◆ DATA ROWS:
==================================================

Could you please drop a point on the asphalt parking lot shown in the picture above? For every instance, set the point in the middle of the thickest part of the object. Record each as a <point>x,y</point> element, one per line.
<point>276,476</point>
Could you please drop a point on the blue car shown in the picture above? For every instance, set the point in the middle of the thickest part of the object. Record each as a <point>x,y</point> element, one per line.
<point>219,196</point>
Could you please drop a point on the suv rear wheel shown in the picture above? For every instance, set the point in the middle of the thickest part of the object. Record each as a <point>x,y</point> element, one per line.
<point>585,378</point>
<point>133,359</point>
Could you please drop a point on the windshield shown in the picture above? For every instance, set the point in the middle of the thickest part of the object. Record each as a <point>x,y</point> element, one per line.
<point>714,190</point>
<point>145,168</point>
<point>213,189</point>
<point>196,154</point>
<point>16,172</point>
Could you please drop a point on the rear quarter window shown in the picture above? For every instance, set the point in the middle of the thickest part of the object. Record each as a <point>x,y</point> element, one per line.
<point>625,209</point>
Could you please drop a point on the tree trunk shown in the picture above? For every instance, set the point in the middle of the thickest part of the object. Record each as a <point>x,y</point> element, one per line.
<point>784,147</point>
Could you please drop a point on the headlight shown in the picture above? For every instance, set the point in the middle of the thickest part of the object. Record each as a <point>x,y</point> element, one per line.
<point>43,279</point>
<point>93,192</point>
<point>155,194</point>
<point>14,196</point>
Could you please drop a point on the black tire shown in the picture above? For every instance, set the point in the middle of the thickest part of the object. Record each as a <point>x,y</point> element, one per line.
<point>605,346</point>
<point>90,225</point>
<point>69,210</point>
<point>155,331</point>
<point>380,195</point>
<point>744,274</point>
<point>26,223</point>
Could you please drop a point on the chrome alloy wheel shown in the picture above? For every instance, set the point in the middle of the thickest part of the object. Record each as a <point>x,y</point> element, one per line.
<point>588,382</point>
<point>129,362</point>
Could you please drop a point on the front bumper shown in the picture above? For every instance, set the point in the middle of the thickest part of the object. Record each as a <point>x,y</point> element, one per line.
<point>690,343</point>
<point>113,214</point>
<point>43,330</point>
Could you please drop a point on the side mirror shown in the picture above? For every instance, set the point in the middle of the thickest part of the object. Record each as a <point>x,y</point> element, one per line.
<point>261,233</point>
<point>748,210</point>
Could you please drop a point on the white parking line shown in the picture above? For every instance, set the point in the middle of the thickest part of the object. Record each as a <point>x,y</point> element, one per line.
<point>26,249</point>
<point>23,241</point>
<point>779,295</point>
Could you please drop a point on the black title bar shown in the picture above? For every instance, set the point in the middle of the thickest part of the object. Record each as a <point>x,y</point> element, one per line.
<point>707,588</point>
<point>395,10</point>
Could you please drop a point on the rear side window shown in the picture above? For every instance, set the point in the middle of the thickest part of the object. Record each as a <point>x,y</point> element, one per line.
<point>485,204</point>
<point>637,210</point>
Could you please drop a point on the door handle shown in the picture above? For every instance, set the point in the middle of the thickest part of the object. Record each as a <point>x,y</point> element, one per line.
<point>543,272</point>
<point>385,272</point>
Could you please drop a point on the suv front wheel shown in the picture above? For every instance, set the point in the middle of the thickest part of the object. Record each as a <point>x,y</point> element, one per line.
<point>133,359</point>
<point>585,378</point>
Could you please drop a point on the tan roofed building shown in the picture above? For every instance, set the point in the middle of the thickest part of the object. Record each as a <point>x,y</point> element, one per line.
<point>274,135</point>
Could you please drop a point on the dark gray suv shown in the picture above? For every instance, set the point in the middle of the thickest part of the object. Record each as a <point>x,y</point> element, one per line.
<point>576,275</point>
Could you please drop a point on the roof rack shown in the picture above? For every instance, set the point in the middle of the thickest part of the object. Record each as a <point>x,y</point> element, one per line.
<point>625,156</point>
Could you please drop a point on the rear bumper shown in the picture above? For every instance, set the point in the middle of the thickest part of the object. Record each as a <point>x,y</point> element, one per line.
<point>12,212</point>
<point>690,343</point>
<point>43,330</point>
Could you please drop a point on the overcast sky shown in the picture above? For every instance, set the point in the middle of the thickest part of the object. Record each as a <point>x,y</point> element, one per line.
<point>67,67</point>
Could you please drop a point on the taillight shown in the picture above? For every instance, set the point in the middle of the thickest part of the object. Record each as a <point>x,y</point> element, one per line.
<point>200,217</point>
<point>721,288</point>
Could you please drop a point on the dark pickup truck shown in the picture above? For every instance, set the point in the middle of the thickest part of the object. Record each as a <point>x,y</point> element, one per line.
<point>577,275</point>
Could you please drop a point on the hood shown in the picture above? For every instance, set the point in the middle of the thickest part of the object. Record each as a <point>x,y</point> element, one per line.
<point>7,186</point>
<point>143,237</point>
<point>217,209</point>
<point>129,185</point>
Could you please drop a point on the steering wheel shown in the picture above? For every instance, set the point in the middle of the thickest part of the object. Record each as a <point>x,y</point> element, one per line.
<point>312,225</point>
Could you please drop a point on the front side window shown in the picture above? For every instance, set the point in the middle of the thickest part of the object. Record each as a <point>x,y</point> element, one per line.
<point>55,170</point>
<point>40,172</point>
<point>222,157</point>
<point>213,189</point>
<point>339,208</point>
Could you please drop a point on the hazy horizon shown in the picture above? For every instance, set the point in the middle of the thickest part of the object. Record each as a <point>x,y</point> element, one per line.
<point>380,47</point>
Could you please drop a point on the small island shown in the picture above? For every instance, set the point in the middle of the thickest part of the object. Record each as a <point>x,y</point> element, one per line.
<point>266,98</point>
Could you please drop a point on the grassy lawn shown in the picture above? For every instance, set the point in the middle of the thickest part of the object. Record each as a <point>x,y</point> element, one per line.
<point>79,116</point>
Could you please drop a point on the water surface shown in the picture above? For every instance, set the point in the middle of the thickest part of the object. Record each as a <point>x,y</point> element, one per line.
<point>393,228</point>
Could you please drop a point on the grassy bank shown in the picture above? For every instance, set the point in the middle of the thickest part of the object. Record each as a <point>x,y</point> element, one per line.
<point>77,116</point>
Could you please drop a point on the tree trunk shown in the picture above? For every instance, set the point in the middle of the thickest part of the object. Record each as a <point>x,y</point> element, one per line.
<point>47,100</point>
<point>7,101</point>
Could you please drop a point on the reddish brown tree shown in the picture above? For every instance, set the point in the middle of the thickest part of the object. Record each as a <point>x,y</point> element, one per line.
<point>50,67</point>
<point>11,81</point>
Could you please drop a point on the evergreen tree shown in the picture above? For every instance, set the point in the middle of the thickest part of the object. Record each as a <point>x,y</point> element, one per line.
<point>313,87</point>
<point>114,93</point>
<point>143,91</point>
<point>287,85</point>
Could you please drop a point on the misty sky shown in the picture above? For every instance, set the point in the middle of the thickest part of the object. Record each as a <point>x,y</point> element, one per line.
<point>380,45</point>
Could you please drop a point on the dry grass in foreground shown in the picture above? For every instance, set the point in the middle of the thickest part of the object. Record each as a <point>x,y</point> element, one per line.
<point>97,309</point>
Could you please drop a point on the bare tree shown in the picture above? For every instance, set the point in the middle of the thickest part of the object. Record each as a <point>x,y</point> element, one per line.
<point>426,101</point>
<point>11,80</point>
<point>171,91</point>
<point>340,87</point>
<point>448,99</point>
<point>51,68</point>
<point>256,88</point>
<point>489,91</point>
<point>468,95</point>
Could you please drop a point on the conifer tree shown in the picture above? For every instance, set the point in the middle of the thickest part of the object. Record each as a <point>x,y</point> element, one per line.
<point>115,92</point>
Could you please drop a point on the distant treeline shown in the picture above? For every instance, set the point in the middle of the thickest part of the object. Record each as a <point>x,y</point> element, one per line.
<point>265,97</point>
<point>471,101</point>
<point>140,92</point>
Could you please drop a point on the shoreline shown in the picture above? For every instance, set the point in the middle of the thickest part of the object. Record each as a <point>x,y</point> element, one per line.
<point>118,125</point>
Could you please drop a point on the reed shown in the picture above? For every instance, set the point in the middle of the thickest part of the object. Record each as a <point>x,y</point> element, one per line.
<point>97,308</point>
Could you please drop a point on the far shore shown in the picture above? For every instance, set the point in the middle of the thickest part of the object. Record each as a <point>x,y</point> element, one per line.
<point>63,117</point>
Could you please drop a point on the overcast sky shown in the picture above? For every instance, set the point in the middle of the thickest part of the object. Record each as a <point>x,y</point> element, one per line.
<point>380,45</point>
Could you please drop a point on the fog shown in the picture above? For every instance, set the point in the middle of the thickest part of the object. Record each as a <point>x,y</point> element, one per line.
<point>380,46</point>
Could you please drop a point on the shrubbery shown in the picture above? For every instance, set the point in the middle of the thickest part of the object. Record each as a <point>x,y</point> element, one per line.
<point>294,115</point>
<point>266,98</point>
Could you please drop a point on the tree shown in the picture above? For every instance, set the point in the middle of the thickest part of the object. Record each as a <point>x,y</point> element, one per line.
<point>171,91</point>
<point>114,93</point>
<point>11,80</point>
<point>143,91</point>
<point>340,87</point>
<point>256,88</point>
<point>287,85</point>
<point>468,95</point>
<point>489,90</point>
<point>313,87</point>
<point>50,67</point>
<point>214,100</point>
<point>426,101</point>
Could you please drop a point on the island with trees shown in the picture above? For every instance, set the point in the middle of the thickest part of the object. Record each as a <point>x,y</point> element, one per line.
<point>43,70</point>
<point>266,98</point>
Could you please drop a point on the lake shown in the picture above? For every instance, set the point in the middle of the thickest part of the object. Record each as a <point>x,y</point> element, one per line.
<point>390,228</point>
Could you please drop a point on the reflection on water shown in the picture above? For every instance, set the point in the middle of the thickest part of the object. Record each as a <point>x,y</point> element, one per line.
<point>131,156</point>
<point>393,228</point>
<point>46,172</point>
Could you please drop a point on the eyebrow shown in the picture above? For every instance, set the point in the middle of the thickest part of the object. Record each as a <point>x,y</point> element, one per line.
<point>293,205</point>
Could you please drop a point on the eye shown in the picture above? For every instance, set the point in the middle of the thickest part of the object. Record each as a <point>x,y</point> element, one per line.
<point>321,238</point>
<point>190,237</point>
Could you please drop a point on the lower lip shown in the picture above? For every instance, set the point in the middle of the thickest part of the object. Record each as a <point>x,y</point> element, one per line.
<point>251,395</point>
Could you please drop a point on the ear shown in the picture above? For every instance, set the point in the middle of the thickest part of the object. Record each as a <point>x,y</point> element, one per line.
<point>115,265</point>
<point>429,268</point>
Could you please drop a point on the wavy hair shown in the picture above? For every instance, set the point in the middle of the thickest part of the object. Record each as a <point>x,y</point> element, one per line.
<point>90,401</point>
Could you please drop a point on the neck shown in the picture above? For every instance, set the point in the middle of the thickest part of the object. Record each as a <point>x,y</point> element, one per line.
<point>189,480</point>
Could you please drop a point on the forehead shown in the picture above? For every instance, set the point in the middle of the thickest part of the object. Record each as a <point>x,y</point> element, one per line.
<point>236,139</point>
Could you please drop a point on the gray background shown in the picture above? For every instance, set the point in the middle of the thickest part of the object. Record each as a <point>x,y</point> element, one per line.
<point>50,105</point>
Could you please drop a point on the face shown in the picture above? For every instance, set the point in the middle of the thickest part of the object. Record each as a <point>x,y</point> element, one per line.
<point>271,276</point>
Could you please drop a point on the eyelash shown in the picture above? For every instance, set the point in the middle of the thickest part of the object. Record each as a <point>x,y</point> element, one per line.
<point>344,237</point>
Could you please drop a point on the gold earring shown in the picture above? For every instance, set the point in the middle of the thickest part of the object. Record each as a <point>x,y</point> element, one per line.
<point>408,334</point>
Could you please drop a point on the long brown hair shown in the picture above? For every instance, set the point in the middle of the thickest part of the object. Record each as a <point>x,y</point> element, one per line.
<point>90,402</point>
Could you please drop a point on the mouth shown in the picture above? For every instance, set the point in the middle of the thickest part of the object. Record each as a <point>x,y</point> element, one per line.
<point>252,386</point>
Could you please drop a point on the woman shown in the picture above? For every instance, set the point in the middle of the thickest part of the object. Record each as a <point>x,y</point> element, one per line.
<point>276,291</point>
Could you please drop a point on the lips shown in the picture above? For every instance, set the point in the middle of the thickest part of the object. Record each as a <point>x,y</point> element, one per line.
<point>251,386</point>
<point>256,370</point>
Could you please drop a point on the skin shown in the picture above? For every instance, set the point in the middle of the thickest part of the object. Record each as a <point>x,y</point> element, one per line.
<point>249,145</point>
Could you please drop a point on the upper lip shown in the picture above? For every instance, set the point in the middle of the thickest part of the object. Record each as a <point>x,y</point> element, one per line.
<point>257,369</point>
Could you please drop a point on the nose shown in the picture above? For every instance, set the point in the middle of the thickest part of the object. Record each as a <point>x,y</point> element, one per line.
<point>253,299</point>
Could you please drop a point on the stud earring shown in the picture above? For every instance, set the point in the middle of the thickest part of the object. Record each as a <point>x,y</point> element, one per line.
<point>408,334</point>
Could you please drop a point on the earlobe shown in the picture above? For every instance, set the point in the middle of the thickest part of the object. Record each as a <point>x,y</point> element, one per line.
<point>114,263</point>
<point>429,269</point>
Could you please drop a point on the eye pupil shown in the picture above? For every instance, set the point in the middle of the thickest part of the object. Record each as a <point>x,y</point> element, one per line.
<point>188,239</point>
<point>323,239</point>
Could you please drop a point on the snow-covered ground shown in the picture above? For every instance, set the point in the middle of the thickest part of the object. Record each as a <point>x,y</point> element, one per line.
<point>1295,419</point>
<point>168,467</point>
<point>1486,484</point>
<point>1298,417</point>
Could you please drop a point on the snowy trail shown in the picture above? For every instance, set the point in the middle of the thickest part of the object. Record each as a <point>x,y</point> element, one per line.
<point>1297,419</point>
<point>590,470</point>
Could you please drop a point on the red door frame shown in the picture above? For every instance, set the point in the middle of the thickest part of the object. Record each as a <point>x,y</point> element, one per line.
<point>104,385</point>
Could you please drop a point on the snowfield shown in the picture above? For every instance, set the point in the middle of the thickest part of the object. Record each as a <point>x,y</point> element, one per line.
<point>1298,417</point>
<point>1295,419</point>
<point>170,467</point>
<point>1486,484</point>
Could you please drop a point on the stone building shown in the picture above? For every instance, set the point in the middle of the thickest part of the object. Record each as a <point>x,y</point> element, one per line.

==================================================

◆ WRITTEN PROBLEM:
Reproduce the entries word for word, from the line containing "Could you please drop a point on the front bumper" through the line containing "<point>637,210</point>", including both of those lines.

◆ RESPONSE TO THIS EXERCISE:
Could you please drop a point on the front bumper shown in the picture above? For every instance, set the point in the middle of the thickest part of the object. Record each as a <point>x,y</point> element, one per line.
<point>690,343</point>
<point>113,214</point>
<point>43,330</point>
Could you please drop a point on the side mirror shown in the picture above? For every instance, set the point in the middle of the thickest part of the object. Record each as a <point>x,y</point> element, one per line.
<point>261,233</point>
<point>748,210</point>
Could you please drop a point on the white parking line shown in the picture above? For every instance, set the point in the middle of the thickest part of the object. Record each as a <point>x,y</point> element, one per line.
<point>26,249</point>
<point>23,241</point>
<point>779,295</point>
Could you please drop a point on the black title bar shown in the picture above? For every instance, set the point in the middle of the thickest part of the object. Record each as a <point>x,y</point> element, one per line.
<point>707,588</point>
<point>395,10</point>
Could you please drop a point on the rear side window shown in the picture above? For every instance, set the point in the middle of the thickest part of the object. Record each as a <point>x,y</point> element, one per line.
<point>485,204</point>
<point>637,210</point>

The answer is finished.